[[ TEXT BLOCK, beginning ]]

Population considerations
So far the hypothetical changes that would occur in an individual confronted with different parasites have been considered. But in reality a population of individuals, in whom pharmacokinetic properties often differ considerably, confront populations of malaria parasites with different drug susceptibilities. These two distributions are unrelated. The distribution of antimalarial pharmacokinetic variables is often approximately normal or log normal, whereas susceptibility distributions can be either continuous (e.g. often for quinolines and related drugs) or multimodal (antifolates). Following antimalarial treatment in a high transmission setting the most resistant parasites will, by definition, tend to establish themselves first in a subject as blood concentrations decline. This is the force that underlies selection of resistance in the elimination phase. It is also why examining parasites causing reinfections after treatment or intermittent prophylaxis with a slowly eliminated drug gives a false impression of the degree and prevalence of antimalarial drug resistance.
In a high transmission setting the cumulative probability of detecting parasitaemia following treatment will be determined by pharmacokinetic-pharmacodynamic (PK-PD) factors; it is a mirror of the population profile of antimalarial activity (a function of the population's elimination phase kinetics and the distribution and shapes of the parasite growth inhibition curves). In low transmission settings, this is more complex as the stochastic element determining the probability of being bitten by an infected mosquito is much larger. The average duration of PTP at a population level may be defined as the duration for which suppression of a certain proportion of reinfections is suppressed. In a high transmission setting this could be time to 20% (t20) or 50% (t50) prevalence of reinfection (Figure 4). In a low transmission setting this is more difficult to characterise. If there are different resistance genotypes prevalent then these values should ideally be defined for each genotype (as in the example and Figure 5).
Example (Figure 5)
In parts of Tanzania, the EIR was 350 infectious bites per person per year (1/day). At one point the prevalence of the PfDHFR Asn108 mutation, conferring an approximate ten-fold reduction in susceptibility, among parasites was at one time 5% and the remaining parasites were "wild type". In the 1950s Pyrimethamine alone (t1/2 3 days) was widely used as treatment. The average PTP against parasites with the Asn108 mutation would be expected to be reduced by log2 10 × 3 = 10 days compared with that against sensitive parasites.

[[ TEXT BLOCK, end ]]
[[ RECORD EXCERPTS, beginning ]]

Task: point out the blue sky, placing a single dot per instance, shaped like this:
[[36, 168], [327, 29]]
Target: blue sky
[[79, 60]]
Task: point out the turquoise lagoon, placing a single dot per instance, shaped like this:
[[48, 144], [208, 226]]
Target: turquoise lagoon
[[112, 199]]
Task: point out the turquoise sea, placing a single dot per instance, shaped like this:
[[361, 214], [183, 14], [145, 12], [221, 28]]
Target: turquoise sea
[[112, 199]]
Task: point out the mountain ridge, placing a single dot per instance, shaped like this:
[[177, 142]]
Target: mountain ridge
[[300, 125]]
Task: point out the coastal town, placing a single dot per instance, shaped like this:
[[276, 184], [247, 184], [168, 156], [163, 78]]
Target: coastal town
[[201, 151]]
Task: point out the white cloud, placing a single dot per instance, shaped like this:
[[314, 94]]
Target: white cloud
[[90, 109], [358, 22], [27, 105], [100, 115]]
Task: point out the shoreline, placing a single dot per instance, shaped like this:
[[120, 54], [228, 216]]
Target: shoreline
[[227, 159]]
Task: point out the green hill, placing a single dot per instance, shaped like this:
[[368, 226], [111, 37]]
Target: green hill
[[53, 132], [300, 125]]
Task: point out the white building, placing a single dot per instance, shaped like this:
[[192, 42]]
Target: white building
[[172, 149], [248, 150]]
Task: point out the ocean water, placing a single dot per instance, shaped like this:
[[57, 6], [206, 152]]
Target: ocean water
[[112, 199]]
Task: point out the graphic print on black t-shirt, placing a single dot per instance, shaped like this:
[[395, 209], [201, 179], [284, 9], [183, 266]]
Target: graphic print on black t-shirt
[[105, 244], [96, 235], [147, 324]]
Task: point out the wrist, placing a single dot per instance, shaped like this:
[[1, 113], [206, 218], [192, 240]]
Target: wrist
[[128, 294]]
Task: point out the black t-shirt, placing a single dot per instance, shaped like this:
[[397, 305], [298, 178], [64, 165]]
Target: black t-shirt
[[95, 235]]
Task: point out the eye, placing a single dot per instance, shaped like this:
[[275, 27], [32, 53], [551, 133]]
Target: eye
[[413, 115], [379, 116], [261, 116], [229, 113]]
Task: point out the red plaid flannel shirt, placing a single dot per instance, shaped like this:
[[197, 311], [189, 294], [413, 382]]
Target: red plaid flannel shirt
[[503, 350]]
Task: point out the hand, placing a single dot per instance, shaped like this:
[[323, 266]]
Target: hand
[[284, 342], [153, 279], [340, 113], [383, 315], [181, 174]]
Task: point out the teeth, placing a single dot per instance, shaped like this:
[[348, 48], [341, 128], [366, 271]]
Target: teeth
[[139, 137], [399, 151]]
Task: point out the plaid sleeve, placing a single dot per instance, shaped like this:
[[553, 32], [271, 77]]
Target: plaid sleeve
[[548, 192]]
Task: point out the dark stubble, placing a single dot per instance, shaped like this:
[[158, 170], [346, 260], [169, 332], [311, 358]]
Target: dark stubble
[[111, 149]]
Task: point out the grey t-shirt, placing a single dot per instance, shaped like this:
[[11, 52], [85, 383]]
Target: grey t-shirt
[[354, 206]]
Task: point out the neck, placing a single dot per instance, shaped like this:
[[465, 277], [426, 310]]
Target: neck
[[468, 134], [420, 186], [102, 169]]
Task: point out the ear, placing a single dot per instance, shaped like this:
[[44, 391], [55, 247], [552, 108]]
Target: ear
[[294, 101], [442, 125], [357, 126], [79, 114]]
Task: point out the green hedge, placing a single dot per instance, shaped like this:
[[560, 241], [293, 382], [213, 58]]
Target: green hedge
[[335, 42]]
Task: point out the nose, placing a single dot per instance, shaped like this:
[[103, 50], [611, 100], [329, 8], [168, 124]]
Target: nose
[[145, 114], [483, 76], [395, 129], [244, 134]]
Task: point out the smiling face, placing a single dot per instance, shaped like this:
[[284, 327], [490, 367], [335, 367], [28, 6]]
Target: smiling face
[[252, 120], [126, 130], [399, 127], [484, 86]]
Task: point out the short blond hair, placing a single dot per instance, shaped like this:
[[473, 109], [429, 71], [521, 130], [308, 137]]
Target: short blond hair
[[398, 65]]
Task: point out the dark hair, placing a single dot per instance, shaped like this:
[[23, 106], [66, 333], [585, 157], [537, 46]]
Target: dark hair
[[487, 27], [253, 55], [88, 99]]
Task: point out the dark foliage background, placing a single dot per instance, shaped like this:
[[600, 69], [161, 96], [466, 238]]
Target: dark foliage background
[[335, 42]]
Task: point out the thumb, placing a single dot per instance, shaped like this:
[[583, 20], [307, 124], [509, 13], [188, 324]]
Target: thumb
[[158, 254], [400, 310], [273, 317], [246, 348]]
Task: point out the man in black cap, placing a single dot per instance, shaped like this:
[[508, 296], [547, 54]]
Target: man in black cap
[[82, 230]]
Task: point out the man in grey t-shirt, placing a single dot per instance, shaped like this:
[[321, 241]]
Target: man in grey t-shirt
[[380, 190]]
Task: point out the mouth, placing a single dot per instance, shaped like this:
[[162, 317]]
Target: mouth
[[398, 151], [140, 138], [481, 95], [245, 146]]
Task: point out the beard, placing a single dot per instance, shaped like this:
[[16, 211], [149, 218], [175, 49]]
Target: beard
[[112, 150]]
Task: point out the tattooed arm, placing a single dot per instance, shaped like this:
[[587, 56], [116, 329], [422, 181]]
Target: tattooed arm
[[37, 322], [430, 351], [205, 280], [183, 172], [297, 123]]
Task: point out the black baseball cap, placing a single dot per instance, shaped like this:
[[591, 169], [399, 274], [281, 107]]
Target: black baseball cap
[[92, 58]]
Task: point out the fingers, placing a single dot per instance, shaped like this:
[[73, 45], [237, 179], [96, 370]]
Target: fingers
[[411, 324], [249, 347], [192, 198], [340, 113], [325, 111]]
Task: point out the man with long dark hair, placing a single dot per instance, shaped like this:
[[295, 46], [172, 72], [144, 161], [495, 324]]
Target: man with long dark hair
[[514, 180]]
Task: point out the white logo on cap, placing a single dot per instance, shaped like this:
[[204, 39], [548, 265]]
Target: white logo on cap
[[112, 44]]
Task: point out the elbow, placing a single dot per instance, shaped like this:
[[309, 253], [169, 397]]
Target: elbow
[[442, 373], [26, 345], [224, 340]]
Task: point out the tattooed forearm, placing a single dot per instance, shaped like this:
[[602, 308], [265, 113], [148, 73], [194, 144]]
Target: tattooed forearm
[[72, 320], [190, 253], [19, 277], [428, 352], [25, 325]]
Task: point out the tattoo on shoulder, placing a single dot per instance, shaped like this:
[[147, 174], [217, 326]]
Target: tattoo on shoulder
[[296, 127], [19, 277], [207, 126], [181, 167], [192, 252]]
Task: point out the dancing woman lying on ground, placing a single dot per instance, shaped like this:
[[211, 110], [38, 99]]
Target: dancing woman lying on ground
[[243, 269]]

[[ RECORD EXCERPTS, end ]]
[[ RECORD EXCERPTS, beginning ]]

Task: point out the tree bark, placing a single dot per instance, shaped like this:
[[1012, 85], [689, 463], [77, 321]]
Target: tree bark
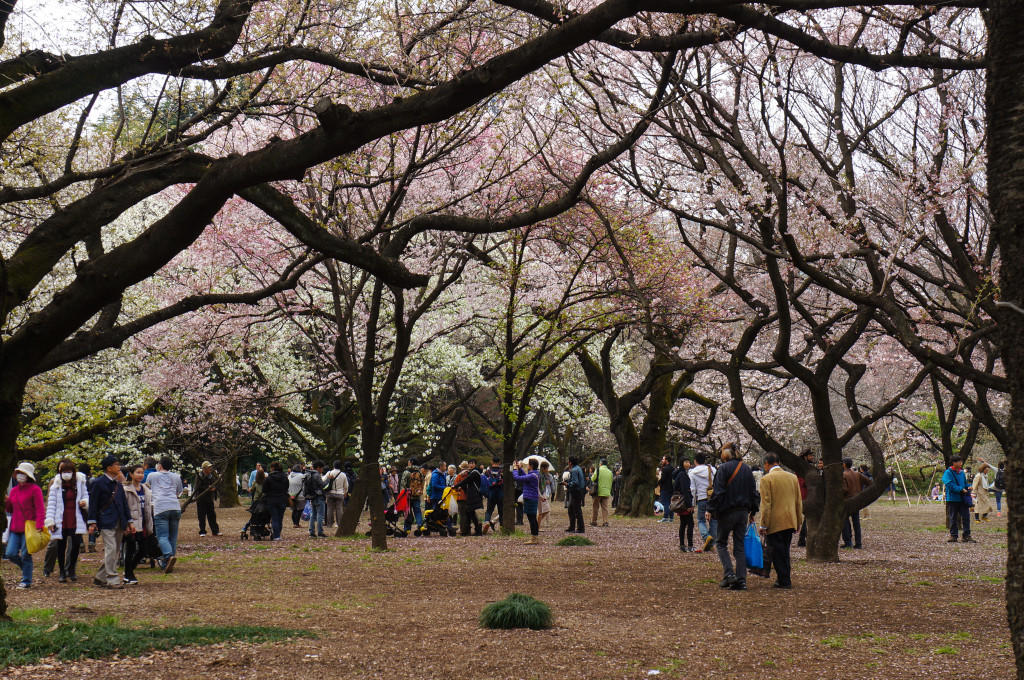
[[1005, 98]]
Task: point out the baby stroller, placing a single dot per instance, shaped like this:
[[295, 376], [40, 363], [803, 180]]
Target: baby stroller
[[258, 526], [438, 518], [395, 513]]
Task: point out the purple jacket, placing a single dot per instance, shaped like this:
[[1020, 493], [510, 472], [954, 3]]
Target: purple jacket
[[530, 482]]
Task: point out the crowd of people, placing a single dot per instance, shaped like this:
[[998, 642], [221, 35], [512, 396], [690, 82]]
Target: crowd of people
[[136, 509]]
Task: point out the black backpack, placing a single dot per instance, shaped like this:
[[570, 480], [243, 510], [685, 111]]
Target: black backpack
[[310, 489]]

[[ RECORD EXCERPTS, end ]]

### EXERCISES
- 1) Please duplicate the passage on antimalarial drug resistance from "Example (Figure 5)" up to and including "against sensitive parasites.".
- 2) Pick up the passage on antimalarial drug resistance after its last sentence and write what comes next.

### SOLVED TASKS
- 1)
Example (Figure 5)
In parts of Tanzania, the EIR was 350 infectious bites per person per year (1/day). At one point the prevalence of the PfDHFR Asn108 mutation, conferring an approximate ten-fold reduction in susceptibility, among parasites was at one time 5% and the remaining parasites were "wild type". In the 1950s Pyrimethamine alone (t1/2 3 days) was widely used as treatment. The average PTP against parasites with the Asn108 mutation would be expected to be reduced by log2 10 × 3 = 10 days compared with that against sensitive parasites.

- 2)
With one infection per day and a 5% prevalence of the PfDHFR Asn108 mutation there would therefore be a 50% probability of acquiring such an infection within a 10 day period. Thus, although the background prevalence of resistant parasites was 5% the proportion of resistant parasites causing the first reinfection would have been expected to be approximately 55%. It is important to note that finding an increased proportion of "resistant" parasites during the terminal elimination phase of a slowly eliminated drug is expected [11]. It is an indicator of the selective pressure, but many other factors also influence of degree of selection.
Immunity
Immunity reduces the probability of an infection becoming patent. Immunity to malaria parasites is complex and poorly defined, but is generally unrelated to drug resistance. In malaria endemic areas therapeutic responses vary with age as young children have little or no immunity compared with older children and adults. Immunity results in better therapeutic responses for any level of resistance. Even in areas of low transmission cure rates for any failing drug (with pharmacokinetics which are not age dependent) are higher in adults than children. Intermittent preventive treatment with sulphadoxine-pyrimethamine in pregnancy appears still to be beneficial where 14-day failure rates in young children are as high as 40% [6]. Immunity, therefore, contributes to PTP, but the interaction between immunity and treatment responses has not been well characterized.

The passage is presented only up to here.